#### REQUIRED TASK:
Quote every entry word for word.

------------------------------

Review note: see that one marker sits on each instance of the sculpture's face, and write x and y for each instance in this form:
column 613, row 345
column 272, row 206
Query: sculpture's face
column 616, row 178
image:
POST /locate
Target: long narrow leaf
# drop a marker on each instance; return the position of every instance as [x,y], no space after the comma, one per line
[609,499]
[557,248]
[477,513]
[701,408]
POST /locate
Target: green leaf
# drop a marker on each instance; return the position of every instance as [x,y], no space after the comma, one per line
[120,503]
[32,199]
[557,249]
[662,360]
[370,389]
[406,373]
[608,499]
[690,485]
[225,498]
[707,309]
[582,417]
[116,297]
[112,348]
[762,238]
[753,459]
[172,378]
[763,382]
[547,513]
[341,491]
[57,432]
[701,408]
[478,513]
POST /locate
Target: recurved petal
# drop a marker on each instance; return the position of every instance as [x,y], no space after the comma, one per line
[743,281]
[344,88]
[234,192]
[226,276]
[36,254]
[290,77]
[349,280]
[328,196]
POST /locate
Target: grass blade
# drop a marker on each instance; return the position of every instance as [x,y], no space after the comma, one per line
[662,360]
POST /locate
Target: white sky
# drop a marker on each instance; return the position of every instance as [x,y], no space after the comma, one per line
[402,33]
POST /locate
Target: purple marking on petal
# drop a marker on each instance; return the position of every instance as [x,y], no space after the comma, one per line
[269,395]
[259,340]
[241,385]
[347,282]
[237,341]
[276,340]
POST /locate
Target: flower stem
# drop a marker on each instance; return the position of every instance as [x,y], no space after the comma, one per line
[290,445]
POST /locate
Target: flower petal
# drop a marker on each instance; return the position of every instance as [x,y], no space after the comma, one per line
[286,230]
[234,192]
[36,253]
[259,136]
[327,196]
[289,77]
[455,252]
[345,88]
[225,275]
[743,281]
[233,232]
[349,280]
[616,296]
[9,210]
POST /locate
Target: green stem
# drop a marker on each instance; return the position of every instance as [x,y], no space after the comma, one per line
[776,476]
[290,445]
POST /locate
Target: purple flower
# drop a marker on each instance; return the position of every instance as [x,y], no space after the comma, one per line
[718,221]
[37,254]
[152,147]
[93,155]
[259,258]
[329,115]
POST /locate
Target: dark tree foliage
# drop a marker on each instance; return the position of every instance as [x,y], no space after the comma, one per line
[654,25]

------------------------------

#### IN RESPONSE:
Review note: see that one marker sits on each instance of the sculpture's face, and write x and y for each instance in this form:
column 613, row 345
column 272, row 206
Query: sculpture's face
column 616, row 178
image:
POST /locate
Target: long narrow leaf
# drop a marker on each instance; return the position of every instance as [x,y], no space after the comma, one per line
[609,499]
[557,248]
[477,513]
[701,408]
POST /locate
Target: green leaf
# drop a marker on each instance; return the position of every instance as [x,y], no space after the comma, one per line
[120,503]
[32,199]
[557,249]
[662,360]
[370,389]
[406,373]
[608,499]
[690,485]
[225,498]
[707,309]
[582,417]
[116,297]
[112,348]
[762,238]
[753,459]
[172,378]
[763,382]
[547,513]
[341,491]
[57,432]
[701,408]
[478,513]
POST /locate
Target: recurved petal
# drop a marker on each instance; return the position of every instance as [x,y], no space after the comma, one per line
[743,281]
[344,88]
[234,192]
[226,276]
[36,254]
[290,77]
[349,280]
[328,196]
POST /locate
Target: grass blade
# drop a marker on each instance; return the position of every instance as [x,y], no space after the comma, one per line
[662,360]
POST /locate
Target: white sky
# drop a marker on each instance; return the position of every instance as [x,y], no space after the comma, one per line
[402,33]
POST /locate
Target: purple marking on petal
# drop a marker on each instance; return the position of every instance as [x,y], no space after the comma, one per line
[269,395]
[259,340]
[241,385]
[347,282]
[237,341]
[276,340]
POST /locate
Target: flower stem
# drop a marker on each instance; return the position of every instance as [x,y], no space after the comma, one per line
[290,445]
POST /locate
Target: flower petal
# drop a marker on each instance; return the position of every instance as [x,y], no space after the comma, one per line
[286,230]
[234,192]
[36,253]
[259,136]
[327,196]
[289,77]
[455,252]
[345,88]
[225,275]
[743,281]
[233,232]
[349,280]
[616,296]
[9,210]
POST /locate
Target: green stem
# drop a marker on each instance; return the position of every instance as [x,y], no space after the comma, one per line
[776,476]
[290,445]
POST /locate
Target: purple flower
# drop a marker on each instance; return the position of every instance as [x,y], no space after the comma, one per line
[718,221]
[37,254]
[152,147]
[93,155]
[259,258]
[329,115]
POST /locate
Target: dark tree foliage
# drop a marker on each instance; return the position of every instance as [x,y], no space after the comma, one per line
[654,25]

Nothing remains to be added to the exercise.